## Dokumenttext
+ + + + + + +

Der EAA sieht nicht vor, dass der Staat vor dem Inverkehrbringen von Produkten oder Dienstleistungen prüft, ob diese tatsächlich barrierefrei sind. Er überprüft auch nicht generell, ob sich ein Anbieter im Einzelfall zu Recht darauf beruft, ausnahmsweise keine oder keine vollständige Barrierefreiheit herzustellen. Vielmehr schätzen sich die Wirtschaftsakteure im Rahmen einer Konformitätsbewertung selbst ein. Verbraucherinnen und Verbraucher sind in dieser Situation strukturell unterlegen. Wie barrierefrei E-Books, Bankdienstleistungen, Selbstbedienungsterminals, der Onlinehandel etc. künftig tatsächlich sind, wird also maßgeblich davon abhängen, wie effektiv der Verbraucherschutz funktioniert und wie wirksam die Sanktionen bei Nichtbefolgen der Regeln ausgestaltet werden.
- Das von den Wirtschaftsakteuren vorzunehmende Konformitätsbewertungsverfahren für Produkte muss durch verpflichtend einzubeziehende staatlich benannte und überwachte Prüfstellen begleitet und kontrolliert werden. Das Konzept der Prüfstellen hat sich bereits im Bereich der Produktsicherheit etabliert und kann Vorbild für den Bereich der Barrierefreiheit sein, gerade weil es mit dem Inkrafttreten des EAA erstmals verbindliche Anforderungen an die Barrierefreiheit für die Privatwirtschaft gibt.

+ + + + + + +

## Zu erledigende Aufgaben
1. Gibst du aus dem Text zum EAA wortgetreu den Abschnitt aus, der mit den Worten rund um „Der EAA sieht“ anfängt und mit „Regeln ausgestaltet werden.“ schließt?
2. Wie lässt sich der Absatz des Textes zum EAA, der mit „Der EAA sieht nicht vor“ beginnt, als knappe Stichpunktliste mit seinen Kernaussagen wiedergeben?
Die Datensätze stammen aus einer anderen Quelle als der Text.

+ + + + + + +

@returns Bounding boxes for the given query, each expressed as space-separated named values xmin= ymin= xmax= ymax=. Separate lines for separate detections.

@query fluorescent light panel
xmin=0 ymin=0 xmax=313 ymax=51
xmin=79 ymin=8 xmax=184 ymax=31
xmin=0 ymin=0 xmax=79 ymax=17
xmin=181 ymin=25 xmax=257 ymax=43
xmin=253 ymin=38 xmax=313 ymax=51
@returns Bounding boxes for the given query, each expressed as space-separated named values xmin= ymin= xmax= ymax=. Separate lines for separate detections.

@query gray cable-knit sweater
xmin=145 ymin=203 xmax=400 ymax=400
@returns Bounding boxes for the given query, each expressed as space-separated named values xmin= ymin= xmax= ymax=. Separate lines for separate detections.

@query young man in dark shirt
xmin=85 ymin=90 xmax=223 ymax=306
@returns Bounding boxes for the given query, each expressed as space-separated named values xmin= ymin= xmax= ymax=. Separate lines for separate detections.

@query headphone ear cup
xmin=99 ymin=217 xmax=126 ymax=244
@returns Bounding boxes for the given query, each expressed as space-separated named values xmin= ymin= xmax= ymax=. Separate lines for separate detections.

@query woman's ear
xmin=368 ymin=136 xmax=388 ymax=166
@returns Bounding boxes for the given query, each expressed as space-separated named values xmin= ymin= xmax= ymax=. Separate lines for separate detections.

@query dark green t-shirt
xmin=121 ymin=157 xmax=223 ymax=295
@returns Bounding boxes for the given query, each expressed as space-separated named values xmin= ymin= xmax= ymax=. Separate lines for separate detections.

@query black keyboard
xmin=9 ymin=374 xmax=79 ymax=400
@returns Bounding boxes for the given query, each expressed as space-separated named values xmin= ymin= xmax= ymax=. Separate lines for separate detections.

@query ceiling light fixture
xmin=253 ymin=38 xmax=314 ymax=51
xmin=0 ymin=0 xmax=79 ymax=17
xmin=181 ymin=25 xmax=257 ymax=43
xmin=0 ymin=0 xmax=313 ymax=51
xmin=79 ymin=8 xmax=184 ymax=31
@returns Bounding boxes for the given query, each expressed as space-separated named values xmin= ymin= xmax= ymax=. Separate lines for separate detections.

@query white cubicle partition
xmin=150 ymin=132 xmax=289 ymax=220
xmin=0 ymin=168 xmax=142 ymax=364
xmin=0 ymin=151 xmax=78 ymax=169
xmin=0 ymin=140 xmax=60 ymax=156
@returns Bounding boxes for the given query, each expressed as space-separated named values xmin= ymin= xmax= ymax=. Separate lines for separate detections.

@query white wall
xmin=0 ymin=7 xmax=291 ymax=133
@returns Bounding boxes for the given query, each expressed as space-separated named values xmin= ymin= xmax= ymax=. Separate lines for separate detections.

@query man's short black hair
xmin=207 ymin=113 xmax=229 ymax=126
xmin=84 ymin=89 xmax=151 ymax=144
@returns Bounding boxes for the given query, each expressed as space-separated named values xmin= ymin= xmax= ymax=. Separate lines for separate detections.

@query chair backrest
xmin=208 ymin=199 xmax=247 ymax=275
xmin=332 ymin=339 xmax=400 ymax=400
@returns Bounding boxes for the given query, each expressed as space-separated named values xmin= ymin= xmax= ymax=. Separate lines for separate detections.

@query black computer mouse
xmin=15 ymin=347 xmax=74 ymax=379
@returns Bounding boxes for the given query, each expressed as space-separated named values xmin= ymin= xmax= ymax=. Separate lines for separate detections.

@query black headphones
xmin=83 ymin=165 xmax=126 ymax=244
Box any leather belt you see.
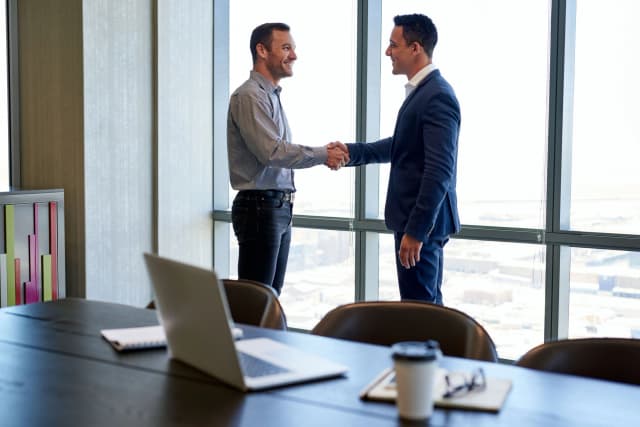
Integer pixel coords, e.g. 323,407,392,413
238,190,295,203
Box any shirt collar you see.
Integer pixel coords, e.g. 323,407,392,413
404,63,436,96
249,70,282,95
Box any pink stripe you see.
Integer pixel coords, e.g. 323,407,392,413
49,202,58,301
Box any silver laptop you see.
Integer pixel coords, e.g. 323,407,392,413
144,254,347,390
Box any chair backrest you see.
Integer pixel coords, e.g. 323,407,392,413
311,301,498,362
222,279,287,330
516,338,640,385
145,279,287,330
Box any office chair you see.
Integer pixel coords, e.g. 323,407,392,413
311,301,498,362
516,338,640,385
146,279,287,330
222,279,287,330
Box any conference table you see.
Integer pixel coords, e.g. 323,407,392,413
0,298,640,427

+ + + + + + +

## Antworten je Aufgabe
1.
Der EAA sieht nicht vor, dass der Staat vor dem Inverkehrbringen von Produkten oder Dienstleistungen prüft, ob diese tatsächlich barrierefrei sind. Er überprüft auch nicht generell, ob sich ein Anbieter im Einzelfall zu Recht darauf beruft, ausnahmsweise keine oder keine vollständige Barrierefreiheit herzustellen. Vielmehr schätzen sich die Wirtschaftsakteure im Rahmen einer Konformitätsbewertung selbst ein. Verbraucherinnen und Verbraucher sind in dieser Situation strukturell unterlegen. Wie barrierefrei E-Books, Bankdienstleistungen, Selbstbedienungsterminals, der Onlinehandel etc. künftig tatsächlich sind, wird also maßgeblich davon abhängen, wie effektiv der Verbraucherschutz funktioniert und wie wirksam die Sanktionen bei Nichtbefolgen der Regeln ausgestaltet werden.

2.
- Der Staat prüft vor dem Inverkehrbringen nicht, ob Produkte oder Dienstleistungen tatsächlich barrierefrei sind.
- Er kontrolliert auch nicht generell, ob sich ein Anbieter im Einzelfall zu Recht auf eine Ausnahme von der vollständigen Barrierefreiheit beruft.
- Stattdessen schätzen sich die Wirtschaftsakteure im Rahmen einer Konformitätsbewertung selbst ein.
- Verbraucherinnen und Verbraucher sind dabei strukturell unterlegen.
- Wie barrierefrei etwa E-Books, Bankdienstleistungen, Selbstbedienungsterminals oder der Onlinehandel künftig sind, hängt maßgeblich von einem effektiven Verbraucherschutz und wirksamen Sanktionen bei Regelverstößen ab.